- [Stored data]:

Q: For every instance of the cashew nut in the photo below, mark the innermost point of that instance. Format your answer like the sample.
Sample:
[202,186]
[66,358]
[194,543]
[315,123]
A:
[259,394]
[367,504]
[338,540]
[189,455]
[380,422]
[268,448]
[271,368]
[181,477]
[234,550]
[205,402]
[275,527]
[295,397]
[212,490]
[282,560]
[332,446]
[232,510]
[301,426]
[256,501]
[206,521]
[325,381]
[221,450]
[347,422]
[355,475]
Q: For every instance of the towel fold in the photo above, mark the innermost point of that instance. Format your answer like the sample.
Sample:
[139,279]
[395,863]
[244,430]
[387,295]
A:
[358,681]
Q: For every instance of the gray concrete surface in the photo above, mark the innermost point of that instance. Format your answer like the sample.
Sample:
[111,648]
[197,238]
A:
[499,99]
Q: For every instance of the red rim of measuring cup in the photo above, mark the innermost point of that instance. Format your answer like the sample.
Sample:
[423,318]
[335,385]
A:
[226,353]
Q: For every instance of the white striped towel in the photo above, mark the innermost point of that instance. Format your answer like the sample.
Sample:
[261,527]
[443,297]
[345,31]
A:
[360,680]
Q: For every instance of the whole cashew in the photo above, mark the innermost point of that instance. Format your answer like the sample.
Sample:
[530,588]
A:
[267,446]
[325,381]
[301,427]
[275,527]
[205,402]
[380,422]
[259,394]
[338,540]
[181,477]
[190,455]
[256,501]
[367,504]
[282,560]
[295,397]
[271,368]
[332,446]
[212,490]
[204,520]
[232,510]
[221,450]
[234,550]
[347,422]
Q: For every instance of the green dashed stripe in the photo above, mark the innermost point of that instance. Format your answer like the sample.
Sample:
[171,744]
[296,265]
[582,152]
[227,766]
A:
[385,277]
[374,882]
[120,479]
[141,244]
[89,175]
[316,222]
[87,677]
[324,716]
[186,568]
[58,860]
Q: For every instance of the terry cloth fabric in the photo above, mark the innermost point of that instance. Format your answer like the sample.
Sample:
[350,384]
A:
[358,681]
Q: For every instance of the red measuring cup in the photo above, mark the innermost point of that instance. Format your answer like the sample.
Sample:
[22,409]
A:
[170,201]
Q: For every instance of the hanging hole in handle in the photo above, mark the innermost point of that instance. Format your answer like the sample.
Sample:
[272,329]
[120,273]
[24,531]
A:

- [Job]:
Rewrite the stretch from the line containing "Q: For every instance of the hanging" through the end of the records, changing "hanging hole" to "hanging loop" and leaving everything else as it is.

- [Solution to this problem]:
Q: For every instance of the hanging loop in handle in the photo above, mark the innermost point of that instance. Format your answer like the sample.
Sample:
[272,329]
[120,273]
[24,531]
A:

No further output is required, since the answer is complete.